**Exercise objective**
Collect every row below that contains the word "roof", and copy each such row in full.

**Items from a labeling collection**
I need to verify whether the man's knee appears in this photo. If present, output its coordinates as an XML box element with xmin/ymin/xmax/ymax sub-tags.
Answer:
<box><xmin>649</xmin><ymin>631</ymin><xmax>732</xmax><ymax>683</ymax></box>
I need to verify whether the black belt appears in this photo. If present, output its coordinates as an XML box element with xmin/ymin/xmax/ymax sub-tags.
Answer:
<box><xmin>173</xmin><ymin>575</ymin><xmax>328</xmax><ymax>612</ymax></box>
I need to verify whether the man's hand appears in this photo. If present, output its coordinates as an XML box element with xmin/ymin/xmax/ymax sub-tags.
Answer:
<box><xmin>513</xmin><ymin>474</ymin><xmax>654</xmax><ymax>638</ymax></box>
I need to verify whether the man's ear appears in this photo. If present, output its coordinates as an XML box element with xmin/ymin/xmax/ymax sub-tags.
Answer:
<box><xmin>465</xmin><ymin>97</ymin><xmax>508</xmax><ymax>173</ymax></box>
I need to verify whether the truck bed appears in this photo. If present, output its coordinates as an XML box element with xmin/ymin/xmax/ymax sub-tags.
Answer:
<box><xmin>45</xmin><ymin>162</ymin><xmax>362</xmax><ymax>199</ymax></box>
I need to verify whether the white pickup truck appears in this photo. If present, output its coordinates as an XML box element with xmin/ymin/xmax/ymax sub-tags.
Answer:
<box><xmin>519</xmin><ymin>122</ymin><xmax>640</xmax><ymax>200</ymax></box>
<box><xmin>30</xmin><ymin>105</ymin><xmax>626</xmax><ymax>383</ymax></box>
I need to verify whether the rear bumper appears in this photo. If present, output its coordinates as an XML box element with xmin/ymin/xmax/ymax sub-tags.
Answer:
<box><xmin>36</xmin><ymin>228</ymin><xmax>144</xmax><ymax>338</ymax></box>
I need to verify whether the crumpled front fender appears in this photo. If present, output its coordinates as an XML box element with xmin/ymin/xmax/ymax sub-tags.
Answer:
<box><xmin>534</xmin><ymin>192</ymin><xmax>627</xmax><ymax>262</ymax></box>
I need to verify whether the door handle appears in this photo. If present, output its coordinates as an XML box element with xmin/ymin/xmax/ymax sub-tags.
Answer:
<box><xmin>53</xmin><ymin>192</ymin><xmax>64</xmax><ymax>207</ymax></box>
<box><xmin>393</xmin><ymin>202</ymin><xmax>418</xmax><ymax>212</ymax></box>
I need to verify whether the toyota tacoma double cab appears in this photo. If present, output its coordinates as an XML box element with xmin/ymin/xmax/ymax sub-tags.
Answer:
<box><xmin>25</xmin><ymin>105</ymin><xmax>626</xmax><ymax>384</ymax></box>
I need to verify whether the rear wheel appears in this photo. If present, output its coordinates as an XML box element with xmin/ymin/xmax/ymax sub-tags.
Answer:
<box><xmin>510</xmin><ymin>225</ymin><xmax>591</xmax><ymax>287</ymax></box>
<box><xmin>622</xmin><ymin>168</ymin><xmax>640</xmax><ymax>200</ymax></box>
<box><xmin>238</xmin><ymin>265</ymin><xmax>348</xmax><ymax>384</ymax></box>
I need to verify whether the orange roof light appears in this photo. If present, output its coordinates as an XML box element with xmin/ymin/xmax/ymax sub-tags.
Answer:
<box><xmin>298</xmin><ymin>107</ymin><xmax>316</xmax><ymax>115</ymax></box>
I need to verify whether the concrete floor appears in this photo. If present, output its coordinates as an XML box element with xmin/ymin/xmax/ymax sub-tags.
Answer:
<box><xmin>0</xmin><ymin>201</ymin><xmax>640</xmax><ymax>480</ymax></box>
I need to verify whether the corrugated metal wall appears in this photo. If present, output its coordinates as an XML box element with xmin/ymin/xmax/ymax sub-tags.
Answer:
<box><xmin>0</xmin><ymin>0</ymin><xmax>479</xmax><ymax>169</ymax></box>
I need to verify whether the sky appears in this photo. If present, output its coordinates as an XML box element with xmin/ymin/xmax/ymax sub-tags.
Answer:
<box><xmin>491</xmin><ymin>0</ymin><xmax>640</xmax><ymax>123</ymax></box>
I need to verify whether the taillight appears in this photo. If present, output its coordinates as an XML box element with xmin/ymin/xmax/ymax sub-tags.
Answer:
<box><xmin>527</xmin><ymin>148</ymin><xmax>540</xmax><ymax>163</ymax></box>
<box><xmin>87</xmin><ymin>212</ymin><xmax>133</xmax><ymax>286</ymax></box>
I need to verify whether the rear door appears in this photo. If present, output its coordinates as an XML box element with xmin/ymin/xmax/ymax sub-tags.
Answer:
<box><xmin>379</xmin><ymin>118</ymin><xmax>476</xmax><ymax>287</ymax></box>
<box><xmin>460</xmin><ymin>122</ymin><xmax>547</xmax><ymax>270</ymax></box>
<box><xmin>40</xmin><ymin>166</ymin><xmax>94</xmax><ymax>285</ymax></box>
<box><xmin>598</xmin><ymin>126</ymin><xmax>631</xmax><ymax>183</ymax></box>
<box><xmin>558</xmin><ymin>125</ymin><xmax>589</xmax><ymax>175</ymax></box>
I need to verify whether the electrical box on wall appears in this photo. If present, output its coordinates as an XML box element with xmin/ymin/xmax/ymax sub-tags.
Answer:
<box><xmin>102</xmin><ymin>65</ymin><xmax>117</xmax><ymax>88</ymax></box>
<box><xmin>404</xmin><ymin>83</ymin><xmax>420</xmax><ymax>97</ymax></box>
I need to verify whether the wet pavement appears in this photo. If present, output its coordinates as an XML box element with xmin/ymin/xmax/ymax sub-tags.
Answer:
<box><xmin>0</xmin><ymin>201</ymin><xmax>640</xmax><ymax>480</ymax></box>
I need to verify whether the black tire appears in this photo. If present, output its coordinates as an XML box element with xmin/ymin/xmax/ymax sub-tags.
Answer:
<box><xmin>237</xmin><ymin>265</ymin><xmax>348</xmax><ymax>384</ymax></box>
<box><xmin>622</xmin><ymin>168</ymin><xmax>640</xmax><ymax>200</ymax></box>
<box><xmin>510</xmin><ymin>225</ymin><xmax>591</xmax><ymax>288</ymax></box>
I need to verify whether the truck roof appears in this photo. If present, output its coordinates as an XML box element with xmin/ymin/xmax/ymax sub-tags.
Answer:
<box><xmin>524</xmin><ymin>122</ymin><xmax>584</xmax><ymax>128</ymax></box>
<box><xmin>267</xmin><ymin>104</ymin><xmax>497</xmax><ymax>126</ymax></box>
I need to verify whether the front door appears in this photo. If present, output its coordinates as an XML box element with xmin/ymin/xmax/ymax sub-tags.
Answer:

**Solution for this task**
I need to verify whether the orange roof light appears in this photo. If present, output its coordinates as an XML box element with xmin/ymin/xmax/ymax sub-tags.
I need to verify whether the truck roof appears in this photo. If present, output its coordinates as an XML box element with xmin/ymin/xmax/ymax sub-tags.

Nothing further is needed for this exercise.